_MATERIAL FOR THE TASK_
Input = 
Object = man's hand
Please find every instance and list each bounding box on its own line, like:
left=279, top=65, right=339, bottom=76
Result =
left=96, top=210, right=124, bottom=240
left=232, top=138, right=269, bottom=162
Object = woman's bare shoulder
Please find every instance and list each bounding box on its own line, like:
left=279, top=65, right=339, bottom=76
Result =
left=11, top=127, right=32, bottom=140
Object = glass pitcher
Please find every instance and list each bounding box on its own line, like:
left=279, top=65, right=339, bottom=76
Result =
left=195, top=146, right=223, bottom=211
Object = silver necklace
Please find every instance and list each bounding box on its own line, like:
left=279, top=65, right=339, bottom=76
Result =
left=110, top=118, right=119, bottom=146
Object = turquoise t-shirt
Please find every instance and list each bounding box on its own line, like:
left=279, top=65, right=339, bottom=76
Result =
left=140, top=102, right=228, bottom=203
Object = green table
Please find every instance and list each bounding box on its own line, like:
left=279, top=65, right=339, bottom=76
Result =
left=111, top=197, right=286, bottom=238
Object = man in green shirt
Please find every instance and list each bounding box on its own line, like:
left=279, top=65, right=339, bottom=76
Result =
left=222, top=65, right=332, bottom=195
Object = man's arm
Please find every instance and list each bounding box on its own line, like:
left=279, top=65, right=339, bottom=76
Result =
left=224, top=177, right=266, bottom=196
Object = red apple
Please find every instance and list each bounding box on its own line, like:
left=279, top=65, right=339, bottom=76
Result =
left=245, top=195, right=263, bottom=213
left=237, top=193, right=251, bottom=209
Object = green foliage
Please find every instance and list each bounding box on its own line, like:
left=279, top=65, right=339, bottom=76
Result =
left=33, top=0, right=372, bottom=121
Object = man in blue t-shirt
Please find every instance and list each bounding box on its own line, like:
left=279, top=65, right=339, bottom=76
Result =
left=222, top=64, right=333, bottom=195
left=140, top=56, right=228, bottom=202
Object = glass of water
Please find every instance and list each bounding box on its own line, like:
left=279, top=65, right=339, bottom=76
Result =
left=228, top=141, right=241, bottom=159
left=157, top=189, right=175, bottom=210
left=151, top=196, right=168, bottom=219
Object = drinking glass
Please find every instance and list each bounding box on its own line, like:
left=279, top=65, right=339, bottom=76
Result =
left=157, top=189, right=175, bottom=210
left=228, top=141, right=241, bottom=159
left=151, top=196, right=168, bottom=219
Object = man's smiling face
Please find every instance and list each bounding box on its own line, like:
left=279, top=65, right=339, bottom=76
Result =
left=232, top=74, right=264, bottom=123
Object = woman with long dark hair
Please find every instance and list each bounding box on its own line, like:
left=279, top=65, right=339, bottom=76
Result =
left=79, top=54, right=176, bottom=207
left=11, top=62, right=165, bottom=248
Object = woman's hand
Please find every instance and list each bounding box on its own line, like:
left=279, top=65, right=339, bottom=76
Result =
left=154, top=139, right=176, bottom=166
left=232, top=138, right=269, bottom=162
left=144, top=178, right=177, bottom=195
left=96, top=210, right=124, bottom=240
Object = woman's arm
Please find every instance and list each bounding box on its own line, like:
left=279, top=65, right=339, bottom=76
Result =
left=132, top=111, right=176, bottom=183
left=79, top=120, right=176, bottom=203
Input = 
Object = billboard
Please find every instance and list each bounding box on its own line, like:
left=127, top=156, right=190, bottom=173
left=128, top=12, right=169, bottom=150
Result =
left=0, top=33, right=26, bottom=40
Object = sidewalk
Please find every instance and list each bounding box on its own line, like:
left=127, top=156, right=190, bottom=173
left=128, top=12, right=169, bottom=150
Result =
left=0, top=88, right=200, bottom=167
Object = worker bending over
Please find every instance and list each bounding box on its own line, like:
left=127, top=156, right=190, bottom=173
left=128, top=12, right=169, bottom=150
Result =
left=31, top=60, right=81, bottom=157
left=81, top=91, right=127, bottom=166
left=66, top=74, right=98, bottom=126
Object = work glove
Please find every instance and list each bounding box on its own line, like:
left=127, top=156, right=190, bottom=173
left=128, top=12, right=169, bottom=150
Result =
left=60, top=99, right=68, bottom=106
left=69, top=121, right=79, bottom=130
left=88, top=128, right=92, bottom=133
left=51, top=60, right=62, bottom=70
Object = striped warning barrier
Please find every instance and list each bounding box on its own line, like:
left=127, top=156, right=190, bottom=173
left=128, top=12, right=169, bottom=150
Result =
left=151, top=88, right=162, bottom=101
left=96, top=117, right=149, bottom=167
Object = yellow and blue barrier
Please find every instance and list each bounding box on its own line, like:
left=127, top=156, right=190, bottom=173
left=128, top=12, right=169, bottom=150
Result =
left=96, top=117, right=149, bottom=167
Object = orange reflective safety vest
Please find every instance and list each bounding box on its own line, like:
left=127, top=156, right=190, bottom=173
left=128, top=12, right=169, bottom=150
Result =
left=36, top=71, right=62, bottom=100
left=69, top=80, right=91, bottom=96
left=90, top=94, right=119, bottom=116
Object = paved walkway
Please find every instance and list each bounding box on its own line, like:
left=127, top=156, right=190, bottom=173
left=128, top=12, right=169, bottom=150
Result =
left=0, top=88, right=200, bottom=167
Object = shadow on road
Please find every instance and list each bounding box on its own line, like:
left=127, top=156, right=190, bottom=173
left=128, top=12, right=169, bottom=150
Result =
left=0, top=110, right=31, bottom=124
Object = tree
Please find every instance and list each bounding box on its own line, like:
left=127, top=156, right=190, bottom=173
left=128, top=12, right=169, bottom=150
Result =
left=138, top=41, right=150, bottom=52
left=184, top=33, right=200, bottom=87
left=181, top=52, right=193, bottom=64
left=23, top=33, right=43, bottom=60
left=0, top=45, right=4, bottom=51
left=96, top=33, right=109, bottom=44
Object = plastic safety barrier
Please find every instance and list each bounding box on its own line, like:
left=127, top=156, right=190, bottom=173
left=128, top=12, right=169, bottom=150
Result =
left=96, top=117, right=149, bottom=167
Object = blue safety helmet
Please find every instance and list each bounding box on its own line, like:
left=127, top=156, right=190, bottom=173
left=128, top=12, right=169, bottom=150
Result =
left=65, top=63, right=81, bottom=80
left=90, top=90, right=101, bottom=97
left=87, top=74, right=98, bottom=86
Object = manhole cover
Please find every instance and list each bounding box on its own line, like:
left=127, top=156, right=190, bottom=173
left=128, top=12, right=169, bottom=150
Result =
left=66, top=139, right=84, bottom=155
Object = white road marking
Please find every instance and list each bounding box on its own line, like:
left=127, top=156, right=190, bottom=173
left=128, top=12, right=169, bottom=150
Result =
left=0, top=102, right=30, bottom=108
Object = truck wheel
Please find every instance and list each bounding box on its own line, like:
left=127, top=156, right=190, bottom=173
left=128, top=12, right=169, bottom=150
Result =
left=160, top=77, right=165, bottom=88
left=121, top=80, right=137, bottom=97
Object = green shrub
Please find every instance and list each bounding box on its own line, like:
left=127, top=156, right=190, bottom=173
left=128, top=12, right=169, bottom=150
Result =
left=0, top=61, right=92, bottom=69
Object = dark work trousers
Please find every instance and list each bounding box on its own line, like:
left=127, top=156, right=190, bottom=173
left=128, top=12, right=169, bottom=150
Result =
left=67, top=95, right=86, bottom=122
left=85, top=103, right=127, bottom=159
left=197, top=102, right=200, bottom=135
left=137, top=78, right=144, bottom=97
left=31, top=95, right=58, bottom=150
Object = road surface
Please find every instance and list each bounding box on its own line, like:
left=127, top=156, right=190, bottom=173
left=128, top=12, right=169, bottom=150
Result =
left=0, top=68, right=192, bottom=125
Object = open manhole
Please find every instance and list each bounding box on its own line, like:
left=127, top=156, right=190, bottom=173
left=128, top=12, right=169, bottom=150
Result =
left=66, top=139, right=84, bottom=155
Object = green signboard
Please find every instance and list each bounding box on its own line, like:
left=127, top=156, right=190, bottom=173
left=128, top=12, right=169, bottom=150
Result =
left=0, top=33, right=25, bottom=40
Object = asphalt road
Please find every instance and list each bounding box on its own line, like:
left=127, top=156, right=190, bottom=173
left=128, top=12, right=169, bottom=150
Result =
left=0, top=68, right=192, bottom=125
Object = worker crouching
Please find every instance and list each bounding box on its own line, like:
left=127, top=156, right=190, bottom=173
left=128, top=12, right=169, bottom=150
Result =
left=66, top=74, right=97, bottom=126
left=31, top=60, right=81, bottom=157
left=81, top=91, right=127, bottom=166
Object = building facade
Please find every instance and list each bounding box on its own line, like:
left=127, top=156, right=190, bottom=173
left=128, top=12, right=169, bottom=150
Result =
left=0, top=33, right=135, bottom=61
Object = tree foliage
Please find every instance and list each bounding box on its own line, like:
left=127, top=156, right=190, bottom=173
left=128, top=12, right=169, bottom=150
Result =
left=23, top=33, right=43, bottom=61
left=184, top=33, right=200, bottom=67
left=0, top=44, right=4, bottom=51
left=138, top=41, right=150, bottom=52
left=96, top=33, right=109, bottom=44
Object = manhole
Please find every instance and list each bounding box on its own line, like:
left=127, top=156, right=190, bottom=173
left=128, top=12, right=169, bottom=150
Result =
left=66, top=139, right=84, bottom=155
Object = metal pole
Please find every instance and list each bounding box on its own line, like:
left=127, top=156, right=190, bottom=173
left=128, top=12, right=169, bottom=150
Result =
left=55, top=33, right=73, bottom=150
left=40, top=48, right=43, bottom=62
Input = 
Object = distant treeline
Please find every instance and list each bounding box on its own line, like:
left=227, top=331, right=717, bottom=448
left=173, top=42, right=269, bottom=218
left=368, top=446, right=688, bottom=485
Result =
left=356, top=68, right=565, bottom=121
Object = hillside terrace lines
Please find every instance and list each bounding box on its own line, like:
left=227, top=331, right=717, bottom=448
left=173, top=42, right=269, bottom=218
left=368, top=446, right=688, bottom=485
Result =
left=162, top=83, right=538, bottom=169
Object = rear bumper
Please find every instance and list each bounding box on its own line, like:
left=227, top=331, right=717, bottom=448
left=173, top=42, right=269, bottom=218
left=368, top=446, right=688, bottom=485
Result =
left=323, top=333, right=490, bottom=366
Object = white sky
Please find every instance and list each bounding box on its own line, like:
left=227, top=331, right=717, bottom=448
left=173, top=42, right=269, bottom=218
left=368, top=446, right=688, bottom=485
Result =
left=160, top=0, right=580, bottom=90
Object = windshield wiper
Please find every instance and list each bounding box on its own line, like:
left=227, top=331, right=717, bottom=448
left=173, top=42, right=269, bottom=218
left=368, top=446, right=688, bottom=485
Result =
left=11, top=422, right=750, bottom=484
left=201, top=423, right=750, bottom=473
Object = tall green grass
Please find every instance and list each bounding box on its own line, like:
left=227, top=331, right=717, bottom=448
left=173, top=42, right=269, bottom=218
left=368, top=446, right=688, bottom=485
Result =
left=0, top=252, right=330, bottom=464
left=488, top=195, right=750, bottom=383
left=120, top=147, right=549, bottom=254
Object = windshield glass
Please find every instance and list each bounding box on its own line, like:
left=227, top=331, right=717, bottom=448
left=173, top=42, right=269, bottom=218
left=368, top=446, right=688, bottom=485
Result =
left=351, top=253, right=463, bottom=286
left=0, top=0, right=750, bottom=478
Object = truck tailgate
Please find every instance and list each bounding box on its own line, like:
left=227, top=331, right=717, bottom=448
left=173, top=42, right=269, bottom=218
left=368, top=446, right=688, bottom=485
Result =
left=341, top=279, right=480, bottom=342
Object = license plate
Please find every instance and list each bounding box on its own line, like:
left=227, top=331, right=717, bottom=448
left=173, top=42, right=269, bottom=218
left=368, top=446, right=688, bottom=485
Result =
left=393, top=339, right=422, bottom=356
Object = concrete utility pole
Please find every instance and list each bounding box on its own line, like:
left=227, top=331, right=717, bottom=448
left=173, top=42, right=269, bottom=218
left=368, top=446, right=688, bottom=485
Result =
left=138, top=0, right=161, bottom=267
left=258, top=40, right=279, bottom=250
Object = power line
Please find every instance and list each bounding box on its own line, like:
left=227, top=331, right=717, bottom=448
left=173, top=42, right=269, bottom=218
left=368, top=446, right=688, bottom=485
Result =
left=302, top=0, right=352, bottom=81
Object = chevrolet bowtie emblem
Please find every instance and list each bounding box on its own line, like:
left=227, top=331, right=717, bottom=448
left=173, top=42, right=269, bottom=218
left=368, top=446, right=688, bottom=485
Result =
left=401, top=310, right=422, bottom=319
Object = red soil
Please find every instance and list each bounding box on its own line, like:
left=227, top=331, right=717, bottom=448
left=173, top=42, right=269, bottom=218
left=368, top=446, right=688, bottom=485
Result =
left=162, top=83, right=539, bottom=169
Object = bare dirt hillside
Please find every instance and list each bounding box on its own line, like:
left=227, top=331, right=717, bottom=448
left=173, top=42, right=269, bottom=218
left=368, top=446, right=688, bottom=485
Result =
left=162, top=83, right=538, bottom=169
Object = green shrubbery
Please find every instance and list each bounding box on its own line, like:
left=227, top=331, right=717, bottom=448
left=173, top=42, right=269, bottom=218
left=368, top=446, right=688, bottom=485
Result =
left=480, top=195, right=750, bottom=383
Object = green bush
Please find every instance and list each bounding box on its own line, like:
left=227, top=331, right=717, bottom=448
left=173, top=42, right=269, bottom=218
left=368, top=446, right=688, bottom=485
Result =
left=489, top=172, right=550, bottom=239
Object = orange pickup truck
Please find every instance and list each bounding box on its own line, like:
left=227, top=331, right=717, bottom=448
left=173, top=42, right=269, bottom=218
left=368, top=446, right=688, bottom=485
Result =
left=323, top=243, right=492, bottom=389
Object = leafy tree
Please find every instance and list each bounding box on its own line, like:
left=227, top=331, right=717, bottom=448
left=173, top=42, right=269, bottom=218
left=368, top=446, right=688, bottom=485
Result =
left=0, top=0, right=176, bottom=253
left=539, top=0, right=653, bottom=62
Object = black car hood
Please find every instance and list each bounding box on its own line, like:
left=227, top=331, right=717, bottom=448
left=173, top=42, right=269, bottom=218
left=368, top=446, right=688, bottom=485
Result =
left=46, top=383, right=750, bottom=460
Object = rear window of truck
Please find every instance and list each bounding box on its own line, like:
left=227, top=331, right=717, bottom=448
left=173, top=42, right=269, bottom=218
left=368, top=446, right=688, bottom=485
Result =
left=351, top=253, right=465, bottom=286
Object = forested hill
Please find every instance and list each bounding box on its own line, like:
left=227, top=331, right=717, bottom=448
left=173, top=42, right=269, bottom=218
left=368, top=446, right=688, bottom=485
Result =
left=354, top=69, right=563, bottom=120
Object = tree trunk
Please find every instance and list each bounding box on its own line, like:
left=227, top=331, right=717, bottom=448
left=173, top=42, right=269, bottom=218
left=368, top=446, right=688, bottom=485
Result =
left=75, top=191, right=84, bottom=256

_JOB_
Rewrite the lines of the listing above as a numbered list, from the line holding "Object = truck tailgate" through the line holding "left=162, top=83, right=539, bottom=169", both included, with blank lines omitted.

_SOLUTION TO THIS EXERCISE_
1. Object = truck tailgate
2. Please find every instance and list each bounding box on its own line, like:
3. left=227, top=331, right=717, bottom=448
4. left=173, top=42, right=269, bottom=218
5. left=368, top=446, right=688, bottom=485
6. Result =
7. left=341, top=279, right=480, bottom=342
8. Object = license plate
9. Please find every instance and list each bounding box on its own line, like:
10. left=227, top=331, right=717, bottom=448
11. left=173, top=42, right=269, bottom=218
12. left=368, top=446, right=688, bottom=485
13. Result =
14. left=393, top=339, right=422, bottom=356
15. Object = concrete utility pole
16. Please find every instance and list each bounding box on its own line, like:
17. left=227, top=331, right=717, bottom=448
18. left=173, top=42, right=269, bottom=218
19. left=368, top=446, right=688, bottom=485
20. Result =
21. left=138, top=0, right=161, bottom=267
22. left=258, top=40, right=279, bottom=250
23. Object = power line
24. Please find every instance and list each bounding box on its own line, like:
25. left=227, top=331, right=717, bottom=448
26. left=173, top=42, right=269, bottom=218
27. left=368, top=446, right=688, bottom=485
28. Result =
29. left=302, top=0, right=352, bottom=81
30. Object = chevrolet bowtie emblem
31. Please find every instance and list each bounding box on its own line, like:
32. left=227, top=331, right=717, bottom=448
33. left=173, top=42, right=269, bottom=218
34. left=368, top=446, right=688, bottom=485
35. Result =
36. left=401, top=310, right=422, bottom=319
37. Object = red soil
38. Please find every instance and list each bounding box on its own line, like:
39. left=227, top=331, right=717, bottom=448
40. left=173, top=42, right=269, bottom=218
41. left=368, top=446, right=688, bottom=485
42. Result =
43. left=162, top=83, right=539, bottom=169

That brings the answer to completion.